[Stored data]
--

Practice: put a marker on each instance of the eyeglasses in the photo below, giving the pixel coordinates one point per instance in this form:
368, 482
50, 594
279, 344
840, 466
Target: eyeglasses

--

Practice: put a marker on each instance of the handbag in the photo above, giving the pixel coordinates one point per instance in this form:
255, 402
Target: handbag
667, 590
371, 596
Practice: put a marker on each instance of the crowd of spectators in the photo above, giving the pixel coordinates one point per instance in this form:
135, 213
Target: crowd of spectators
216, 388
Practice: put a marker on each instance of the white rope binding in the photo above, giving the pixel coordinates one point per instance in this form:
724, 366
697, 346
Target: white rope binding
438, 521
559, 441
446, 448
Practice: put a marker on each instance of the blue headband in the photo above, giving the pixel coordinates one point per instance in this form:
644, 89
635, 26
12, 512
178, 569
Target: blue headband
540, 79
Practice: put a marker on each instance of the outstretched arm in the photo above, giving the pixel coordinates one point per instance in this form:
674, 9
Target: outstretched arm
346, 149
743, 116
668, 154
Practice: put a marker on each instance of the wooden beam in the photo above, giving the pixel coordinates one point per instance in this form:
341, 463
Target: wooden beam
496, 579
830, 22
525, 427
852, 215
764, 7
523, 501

--

• EXERCISE PROMPT:
Work out how many lines of the entries include the word "Practice", and respond with that number and nothing more.

• EXERCISE RESPONSE:
7